• EXERCICE PROPOSÉ 1:
Indiquez combien de lignes du listing contiennent la chaîne « player », en ne donnant que le nombre.

• EXTRAIT DE PAGE:
« Je dors en Bretagne ce soir » (1996-2021)


Pages détachées des carnets de Bretagne 

Je retourne fouiller dans les carnets. Je peine à m’y retrouver, à cause de cette manie que j’ai eu longtemps de ne pas indiquer l’année mais seulement le mois. Toutes ces bribes de vie me sautent au visage, m’éclaboussent, me laissent tantôt un goût de sueur et de sel (car sept années de Guyane sont aussi consignées dans ces fragments), tantôt des saveurs de goudron mouillé, de lac ou de montagne. Je reste perplexe devant l’ampleur du travail qu’il me faudrait accomplir pour transcrire ces notes ingrates, dont certaines ont été tapées à la machine mais dont la plupart dorment dans les carnets, jamais relues.

Je retrouve cependant ces fragments du Trieux que je relis en diagonale (août 21), et transcris partiellement aujourd’hui (août 22)…


Notes du Trieux, hiver 1995

13/02/1995, TGV Paris-St Brieuc

Plaine immense. Tâches vertes, tâches brunes. Champs ensemencés.

La terre respire. Son souffle paisible enivre vaches et corbeaux.

Vacarme du train. Effrayé, le grand rapace s’enfuit en criant.

Cheval au galop voudrait dépasser le train, mais en vain.

D’une ferme l’autre, mêmes tableaux mais bientôt, les toits bleus.

Ciel plus lourd. Les gouttes grises sur la vitre crépitent.

Villages et visages, images brouillées, paysage griffé par la pluie.

La première mouette ! Pas même le temps de la saluer.

D’une gare l’autre, déchiffrer le nom des villes dans l’encre des flaques.

D’une gare l’autre, aller, glisser, oublier l’idée du voyage.

Puis voici la mer, brume un peu plus dense qui danse au bout de la plaine.

Puis voici la mer, et le train s’arrête enfin au bout de la plaine.

 

14/02/1995. À Tréguier, la gargouille ironique me regarde de haut, en grimaçant. Cathédrale de granit ocre par beau temps, gris vert quand le temps tourne (et il tourne souvent). Un goéland s’est posé sur la statue de Renan. Promenade sur la plage de Port Blanc : le vent et l’écume, les voiliers qui dansent. Je pars rôder du côté de la maison du « poète irlandais », ainsi qu’un voisin désigne Kenneth White. Je jette un œil en passant, honteux à l’idée d’être surpris par le maître des lieux : j’aperçois la grange et la « maison des marées ». La première visite, ce sera pour plus tard (en mars 1996, puis avec Nathalie en septembre 1997). Les chats de la petite maison du Trieux se sont habitués à ma présence. L’odeur de l’essence de térébenthine se mêle à celles du café et de la peinture, imprimant à jamais dans ma mémoire la nostalgie des ateliers (dont je retrouverai bien des années plus tard toutes les sensations dans celui de Jérôme Bouchard, à Poitiers). Retour à Bréhat sous le grain, transi. Je me réfugie dans un café, fais couler de l’eau chaude sur mes doigts. Au retour le bateau tangue. Pointe de Guilben, les ombres grises, les pins tordus. Même le sable a des frissons. Marche au bord du Trieux sous l’averse.

• EXERCICE PROPOSÉ 2:
Dans les carnets de Bretagne, recopiez le passage situé entre « Cheval au galop » et « par la pluie. », inclus, en remplaçant « pluie » par « grêle ».

• DONNÉES FOURNIES:
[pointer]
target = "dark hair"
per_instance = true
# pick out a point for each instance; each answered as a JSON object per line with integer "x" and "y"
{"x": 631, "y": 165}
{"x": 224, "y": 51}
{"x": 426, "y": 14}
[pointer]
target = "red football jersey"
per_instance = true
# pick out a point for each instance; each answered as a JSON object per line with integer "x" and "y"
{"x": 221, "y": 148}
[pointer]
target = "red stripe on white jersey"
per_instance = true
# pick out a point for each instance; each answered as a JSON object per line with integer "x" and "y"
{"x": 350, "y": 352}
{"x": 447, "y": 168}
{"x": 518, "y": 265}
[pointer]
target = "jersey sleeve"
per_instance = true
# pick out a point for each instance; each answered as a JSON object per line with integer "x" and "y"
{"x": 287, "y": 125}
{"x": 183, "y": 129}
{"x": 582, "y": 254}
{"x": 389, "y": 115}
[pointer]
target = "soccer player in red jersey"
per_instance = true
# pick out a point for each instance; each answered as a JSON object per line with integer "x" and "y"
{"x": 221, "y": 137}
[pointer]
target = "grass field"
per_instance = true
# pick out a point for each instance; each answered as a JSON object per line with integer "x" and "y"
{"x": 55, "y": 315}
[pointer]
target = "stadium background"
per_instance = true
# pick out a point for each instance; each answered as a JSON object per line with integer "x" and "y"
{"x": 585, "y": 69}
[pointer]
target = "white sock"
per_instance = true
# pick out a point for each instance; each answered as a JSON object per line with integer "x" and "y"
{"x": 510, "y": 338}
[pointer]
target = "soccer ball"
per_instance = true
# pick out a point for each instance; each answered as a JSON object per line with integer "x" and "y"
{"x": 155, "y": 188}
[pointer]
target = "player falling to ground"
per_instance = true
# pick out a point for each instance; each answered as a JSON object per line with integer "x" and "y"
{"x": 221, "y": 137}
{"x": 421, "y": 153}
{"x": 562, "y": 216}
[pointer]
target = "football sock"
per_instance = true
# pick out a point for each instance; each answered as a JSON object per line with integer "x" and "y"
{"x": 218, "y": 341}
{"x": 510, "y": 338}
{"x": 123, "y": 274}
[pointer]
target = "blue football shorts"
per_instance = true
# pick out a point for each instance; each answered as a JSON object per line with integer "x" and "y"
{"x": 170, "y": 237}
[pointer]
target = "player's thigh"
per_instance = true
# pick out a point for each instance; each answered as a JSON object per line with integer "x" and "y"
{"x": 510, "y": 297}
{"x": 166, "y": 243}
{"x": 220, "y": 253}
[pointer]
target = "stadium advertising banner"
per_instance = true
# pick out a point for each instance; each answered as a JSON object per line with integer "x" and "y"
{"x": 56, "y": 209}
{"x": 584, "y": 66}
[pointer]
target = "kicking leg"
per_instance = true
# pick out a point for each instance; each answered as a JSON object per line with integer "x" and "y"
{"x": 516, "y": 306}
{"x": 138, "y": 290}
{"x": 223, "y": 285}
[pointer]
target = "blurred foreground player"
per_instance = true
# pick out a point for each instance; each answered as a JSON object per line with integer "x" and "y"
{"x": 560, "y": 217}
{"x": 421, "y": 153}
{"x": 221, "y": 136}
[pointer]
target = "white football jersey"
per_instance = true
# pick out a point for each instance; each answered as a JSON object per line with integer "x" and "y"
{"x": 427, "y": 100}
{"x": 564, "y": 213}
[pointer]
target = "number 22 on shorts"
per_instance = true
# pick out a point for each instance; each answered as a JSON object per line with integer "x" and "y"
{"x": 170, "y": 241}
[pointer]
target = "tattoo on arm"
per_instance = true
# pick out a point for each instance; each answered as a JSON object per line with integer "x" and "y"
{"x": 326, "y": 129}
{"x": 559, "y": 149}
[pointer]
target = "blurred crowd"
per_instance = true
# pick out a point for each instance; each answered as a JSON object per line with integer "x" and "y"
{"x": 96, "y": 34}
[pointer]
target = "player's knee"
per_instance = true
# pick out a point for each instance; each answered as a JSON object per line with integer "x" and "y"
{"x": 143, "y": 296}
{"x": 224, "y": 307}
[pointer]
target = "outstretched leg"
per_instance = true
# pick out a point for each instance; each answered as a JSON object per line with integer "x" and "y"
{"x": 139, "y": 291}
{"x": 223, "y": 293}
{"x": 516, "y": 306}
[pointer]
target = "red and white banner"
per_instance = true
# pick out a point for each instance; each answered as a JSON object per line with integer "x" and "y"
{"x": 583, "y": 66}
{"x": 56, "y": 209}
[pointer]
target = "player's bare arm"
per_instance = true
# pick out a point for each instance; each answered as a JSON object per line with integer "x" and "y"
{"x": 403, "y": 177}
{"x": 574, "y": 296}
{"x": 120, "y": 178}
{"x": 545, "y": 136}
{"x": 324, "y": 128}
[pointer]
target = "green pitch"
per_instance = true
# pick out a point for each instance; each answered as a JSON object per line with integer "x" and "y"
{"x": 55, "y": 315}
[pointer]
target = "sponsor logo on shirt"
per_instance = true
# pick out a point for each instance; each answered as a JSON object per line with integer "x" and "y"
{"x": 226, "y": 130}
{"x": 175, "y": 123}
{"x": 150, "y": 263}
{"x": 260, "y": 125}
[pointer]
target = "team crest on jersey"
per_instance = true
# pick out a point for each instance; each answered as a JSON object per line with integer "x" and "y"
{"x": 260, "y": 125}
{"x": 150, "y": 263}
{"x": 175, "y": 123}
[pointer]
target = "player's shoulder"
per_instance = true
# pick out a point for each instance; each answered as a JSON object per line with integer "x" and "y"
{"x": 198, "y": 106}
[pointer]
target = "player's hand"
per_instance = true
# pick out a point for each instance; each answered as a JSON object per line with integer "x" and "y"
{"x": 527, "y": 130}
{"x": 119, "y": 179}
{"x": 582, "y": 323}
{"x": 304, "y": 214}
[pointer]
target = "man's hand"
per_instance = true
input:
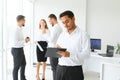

• RÉPONSE ATTENDUE 1:
8

• RÉPONSE ATTENDUE 2:
Cheval au galop voudrait dépasser le train, mais en vain.

D’une ferme l’autre, mêmes tableaux mais bientôt, les toits bleus.

Ciel plus lourd. Les gouttes grises sur la vitre crépitent.

Villages et visages, images brouillées, paysage griffé par la grêle.